[Segmentation dataset excerpts]
|---|

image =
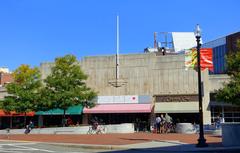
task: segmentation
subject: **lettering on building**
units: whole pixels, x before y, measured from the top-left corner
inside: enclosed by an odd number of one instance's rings
[[[155,102],[193,102],[198,101],[197,94],[155,95]]]

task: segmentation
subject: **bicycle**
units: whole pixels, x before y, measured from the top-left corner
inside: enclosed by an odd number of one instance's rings
[[[106,133],[105,126],[104,125],[99,125],[99,124],[92,124],[89,129],[87,134],[104,134]]]

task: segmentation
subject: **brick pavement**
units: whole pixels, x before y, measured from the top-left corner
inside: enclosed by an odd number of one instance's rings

|---|

● **Task prompt**: Convert the lines above into a JSON list of strings with one string per line, skipping blank lines. Leave the pictures out.

● **Written reply**:
[
  "image =",
  "task: segmentation",
  "subject: **lettering on building**",
  "units: whole pixels, x before y, measured from the top-left corner",
  "inside: enclosed by an odd number of one instance's rings",
  "[[[155,102],[193,102],[198,101],[197,94],[155,95]]]",
  "task: segmentation",
  "subject: **bicycle**",
  "units: whole pixels, x before y, measured from the top-left corner",
  "inside: enclosed by an odd number of one instance's rings",
  "[[[106,133],[105,126],[104,125],[99,125],[99,124],[92,124],[89,129],[87,134],[104,134]]]",
  "task: segmentation",
  "subject: **brick pavement**",
  "units: whole pixels, x before y, measured from the top-left corner",
  "inside: enclosed by an odd number of one instance's rings"
]